_Work task A_
In the article on romaine lettuce safety, where is romaine now being sourced from?
_Work task B_
Render this sentence from the article on romaine lettuce safety in Spanish: "As a result, both the CDC and FDA are recommending a blanket ban on romaine."

Is Romaine Lettuce Safe To Eat?

You're finally out of excuses for not choosing salad for lunch

Update: It's finally safe to go back to your beloved hand salads and tossed Caesars: After recommending a blanket ban on romaine due to one of the largest E. coli outbreaks (that spread to 32 states and caused the death of at least one patient), the CDC announced yesterday the lettuce is officially safe to eat. According to NPR, romaine is no longer being sourced from Yuma, Arizona, the region where the outbreak is thought to have originated, and is now coming out of California's Salinas Valley. 

Experts are pointing to romaine lettuce grown in Yuma, Arizona, as the cause of an E.coli outbreak that has affected 53 people across 16 states, including California, Idaho, Pennsylvania and New York. Though there have been no deaths, according to The New York Times almost 70 percent of the cases have resulted in hospitalization, with several patients developing a rare type of kidney failure known as hemolytic uremic syndrome. 

However, a recall still hasn't been issued, as the CDC has yet to identify the exact source, grower and distributor for the tainted lettuce. (It doesn't help that most bagged salad, which the outbreak is being linked to, rarely lists the area where it was grown or processed.) As a result, both the CDC and FDA are recommending a blanket ban on romaine.

"If you cannot confirm the source of the romaine lettuce, do not buy it or eat it. If you have already purchased products containing chopped romaine lettuce, including bagged salads, salad mixes, or prepared salads, throw them away," the FDA states in a press release.

Rows excerpted from a collection
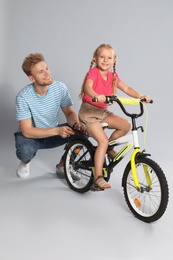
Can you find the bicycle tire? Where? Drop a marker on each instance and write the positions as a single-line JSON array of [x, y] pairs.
[[79, 160], [150, 203]]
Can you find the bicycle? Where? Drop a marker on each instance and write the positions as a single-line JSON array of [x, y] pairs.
[[144, 183]]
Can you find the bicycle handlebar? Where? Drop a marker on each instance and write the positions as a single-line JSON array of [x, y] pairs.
[[125, 101]]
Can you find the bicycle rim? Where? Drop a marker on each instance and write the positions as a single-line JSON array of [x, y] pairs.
[[149, 203]]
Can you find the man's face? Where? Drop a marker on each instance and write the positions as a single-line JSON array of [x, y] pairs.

_Response box A_
California's Salinas Valley.

_Response box B_
Como resultado, tanto los CDC como la FDA están recomendando una prohibición general de la lechuga romana.